Convert the lines below into a Markdown table with two columns, "Row" for the row number and "Line" for the line itself, leaving out any blank lines.

▬▬▬▬▬▬▬▬▬▬

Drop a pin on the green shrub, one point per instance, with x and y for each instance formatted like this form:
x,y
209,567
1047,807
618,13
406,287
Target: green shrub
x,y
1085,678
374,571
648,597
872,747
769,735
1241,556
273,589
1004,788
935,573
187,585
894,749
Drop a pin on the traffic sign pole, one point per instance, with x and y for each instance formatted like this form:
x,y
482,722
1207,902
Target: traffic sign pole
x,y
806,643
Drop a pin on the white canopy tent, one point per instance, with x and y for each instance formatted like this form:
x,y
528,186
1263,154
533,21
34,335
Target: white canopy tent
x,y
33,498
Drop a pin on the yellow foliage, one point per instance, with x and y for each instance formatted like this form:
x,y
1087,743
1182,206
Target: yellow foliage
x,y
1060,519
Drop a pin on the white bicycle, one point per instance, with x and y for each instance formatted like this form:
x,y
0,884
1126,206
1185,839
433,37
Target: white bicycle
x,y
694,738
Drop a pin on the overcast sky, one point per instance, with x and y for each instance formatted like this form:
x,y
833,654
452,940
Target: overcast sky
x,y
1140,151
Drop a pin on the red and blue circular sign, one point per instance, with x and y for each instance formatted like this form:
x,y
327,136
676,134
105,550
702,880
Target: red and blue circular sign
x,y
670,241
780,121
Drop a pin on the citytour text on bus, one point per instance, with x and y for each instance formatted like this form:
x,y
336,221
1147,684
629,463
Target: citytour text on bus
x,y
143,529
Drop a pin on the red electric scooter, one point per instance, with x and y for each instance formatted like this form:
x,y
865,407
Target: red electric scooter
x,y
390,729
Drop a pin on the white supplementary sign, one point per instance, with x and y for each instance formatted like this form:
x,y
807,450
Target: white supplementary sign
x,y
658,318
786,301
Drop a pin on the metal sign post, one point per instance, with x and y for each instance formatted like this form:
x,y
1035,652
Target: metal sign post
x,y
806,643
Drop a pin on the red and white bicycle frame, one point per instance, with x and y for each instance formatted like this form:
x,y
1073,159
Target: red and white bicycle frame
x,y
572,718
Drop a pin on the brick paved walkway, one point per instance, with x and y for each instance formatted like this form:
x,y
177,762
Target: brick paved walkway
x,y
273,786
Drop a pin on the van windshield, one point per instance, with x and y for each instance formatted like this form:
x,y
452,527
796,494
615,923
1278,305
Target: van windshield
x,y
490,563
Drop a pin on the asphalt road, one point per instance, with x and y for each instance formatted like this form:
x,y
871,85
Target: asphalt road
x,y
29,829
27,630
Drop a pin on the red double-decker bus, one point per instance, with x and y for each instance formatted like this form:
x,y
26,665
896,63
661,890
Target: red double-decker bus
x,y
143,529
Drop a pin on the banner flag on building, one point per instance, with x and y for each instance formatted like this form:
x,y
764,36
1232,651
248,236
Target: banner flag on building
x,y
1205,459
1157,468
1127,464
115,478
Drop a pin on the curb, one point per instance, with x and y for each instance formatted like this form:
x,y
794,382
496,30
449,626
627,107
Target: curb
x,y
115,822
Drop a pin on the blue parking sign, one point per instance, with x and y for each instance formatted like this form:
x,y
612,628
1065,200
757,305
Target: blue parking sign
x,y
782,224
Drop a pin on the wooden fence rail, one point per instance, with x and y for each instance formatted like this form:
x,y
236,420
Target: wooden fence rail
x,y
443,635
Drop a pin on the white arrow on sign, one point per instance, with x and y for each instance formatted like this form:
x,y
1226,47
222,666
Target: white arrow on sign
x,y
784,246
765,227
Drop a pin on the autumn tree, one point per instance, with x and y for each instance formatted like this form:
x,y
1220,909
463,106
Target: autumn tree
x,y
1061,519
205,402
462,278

▬▬▬▬▬▬▬▬▬▬

* Response:
| Row | Line |
|---|---|
| 1 | Drop a pin on the green shrub, one point per instance, with x and y for each instance formatted like this form: |
| 2 | x,y |
| 3 | 209,567 |
| 4 | 1047,807 |
| 5 | 618,13 |
| 6 | 406,287 |
| 7 | Target: green shrub |
| 8 | x,y |
| 9 | 1085,678 |
| 10 | 374,571 |
| 11 | 648,597 |
| 12 | 872,747 |
| 13 | 769,735 |
| 14 | 1241,556 |
| 15 | 273,589 |
| 16 | 1004,788 |
| 17 | 935,573 |
| 18 | 187,585 |
| 19 | 894,749 |
| 20 | Drop a pin on the traffic sign pole, one point per instance, with x and y for each instance formatted like this form: |
| 21 | x,y |
| 22 | 482,722 |
| 23 | 1207,902 |
| 24 | Target: traffic sign pole |
| 25 | x,y |
| 26 | 806,643 |
| 27 | Drop a pin on the white canopy tent, one point per instance, with x and y for each instance formatted like this form: |
| 28 | x,y |
| 29 | 528,186 |
| 30 | 1263,154 |
| 31 | 533,21 |
| 32 | 34,335 |
| 33 | Target: white canopy tent |
| 34 | x,y |
| 35 | 33,498 |
| 36 | Drop a pin on the yellow foliage, one point per instance, with x and y for each instance formatted like this form: |
| 37 | x,y |
| 38 | 1087,743 |
| 39 | 1182,206 |
| 40 | Target: yellow foliage |
| 41 | x,y |
| 42 | 1060,519 |
| 43 | Drop a pin on the white bicycle, one point per instance, with x and y for each instance formatted like this form: |
| 44 | x,y |
| 45 | 0,884 |
| 46 | 1126,206 |
| 47 | 1185,839 |
| 48 | 433,37 |
| 49 | Target: white bicycle |
| 50 | x,y |
| 51 | 694,738 |
| 52 | Drop a pin on the overcast sky, one point per instance, with x and y for each instance formatted like this form: |
| 53 | x,y |
| 54 | 833,654 |
| 55 | 452,940 |
| 56 | Target: overcast sky |
| 57 | x,y |
| 58 | 1140,151 |
| 59 | Drop a pin on the red and blue circular sign, one point per instance, with x and y for each instance formatted like this form: |
| 60 | x,y |
| 61 | 327,136 |
| 62 | 676,134 |
| 63 | 105,550 |
| 64 | 702,880 |
| 65 | Target: red and blue circular sign |
| 66 | x,y |
| 67 | 670,241 |
| 68 | 780,121 |
| 69 | Drop a pin on the citytour text on bus, one point per instance, with x and y for each instance formatted like this form: |
| 70 | x,y |
| 71 | 336,221 |
| 72 | 1147,684 |
| 73 | 629,463 |
| 74 | Target: citytour text on bus |
| 75 | x,y |
| 76 | 143,529 |
| 77 | Drop a pin on the red electric scooter, one point per instance, with x and y for each instance formatted like this form: |
| 78 | x,y |
| 79 | 865,407 |
| 80 | Target: red electric scooter |
| 81 | x,y |
| 82 | 390,729 |
| 83 | Drop a pin on the white supplementary sign, one point per instance, with x and y for each instance formatted like this form: |
| 84 | x,y |
| 85 | 807,450 |
| 86 | Target: white supplementary sign |
| 87 | x,y |
| 88 | 658,318 |
| 89 | 786,301 |
| 90 | Drop a pin on the metal sign post, one point per instance, with x and y for each instance formatted like this form: |
| 91 | x,y |
| 92 | 1035,652 |
| 93 | Target: metal sign post |
| 94 | x,y |
| 95 | 806,643 |
| 96 | Drop a pin on the red and white bicycle frame, one point per instance, with x and y for each instance formatted like this form: |
| 97 | x,y |
| 98 | 1073,159 |
| 99 | Target: red and white bicycle frame |
| 100 | x,y |
| 101 | 572,718 |
| 102 | Drop a pin on the brick paved walkway, one point per instance, with x and y for each instance formatted like this form: |
| 103 | x,y |
| 104 | 177,762 |
| 105 | Target: brick paved walkway |
| 106 | x,y |
| 107 | 273,786 |
| 108 | Drop a pin on the van windshield, one point per instance, with x and y for each instance formatted like this form: |
| 109 | x,y |
| 110 | 452,527 |
| 111 | 796,494 |
| 112 | 615,923 |
| 113 | 1278,305 |
| 114 | Target: van windshield |
| 115 | x,y |
| 116 | 490,563 |
| 117 | Drop a pin on the asphalt road, one point per instance, with x and y for each instance formatted like this form: |
| 118 | x,y |
| 119 | 871,85 |
| 120 | Target: asphalt road |
| 121 | x,y |
| 122 | 29,829 |
| 123 | 27,630 |
| 124 | Drop a pin on the red double-decker bus, one point per instance, with x and y for each instance formatted like this form: |
| 125 | x,y |
| 126 | 26,665 |
| 127 | 896,63 |
| 128 | 661,890 |
| 129 | Target: red double-decker bus |
| 130 | x,y |
| 131 | 143,529 |
| 132 | Drop a pin on the banner flag on building, one point per instance, with x and y for each instance formatted like this form: |
| 133 | x,y |
| 134 | 764,36 |
| 135 | 1232,651 |
| 136 | 248,236 |
| 137 | Target: banner flag on building |
| 138 | x,y |
| 139 | 1205,459 |
| 140 | 1157,468 |
| 141 | 1127,464 |
| 142 | 115,478 |
| 143 | Drop a pin on the curb, one point per instance, with x and y for each instance formatted like this form: |
| 144 | x,y |
| 145 | 794,382 |
| 146 | 496,30 |
| 147 | 449,626 |
| 148 | 627,107 |
| 149 | Target: curb |
| 150 | x,y |
| 151 | 115,822 |
| 152 | Drop a pin on the blue parking sign, one point per instance, with x and y for each instance formatted like this form: |
| 153 | x,y |
| 154 | 612,628 |
| 155 | 1065,200 |
| 156 | 757,305 |
| 157 | Target: blue parking sign |
| 158 | x,y |
| 159 | 782,224 |
| 160 | Drop a pin on the wooden fence rail, one point per instance, with x and y for each instance formatted like this form: |
| 161 | x,y |
| 162 | 236,420 |
| 163 | Target: wooden fence rail |
| 164 | x,y |
| 165 | 443,635 |
| 166 | Drop a pin on the white arrow on sign, one point per instance, with x and y for each instance formatted like this form: |
| 167 | x,y |
| 168 | 1226,47 |
| 169 | 222,666 |
| 170 | Target: white arrow on sign |
| 171 | x,y |
| 172 | 784,246 |
| 173 | 765,227 |
| 174 | Drop a pin on the autumn tree, one point per instance, with x and y for each instance formatted like this form: |
| 175 | x,y |
| 176 | 1220,909 |
| 177 | 463,106 |
| 178 | Target: autumn tree |
| 179 | x,y |
| 180 | 1061,519 |
| 181 | 205,402 |
| 182 | 462,278 |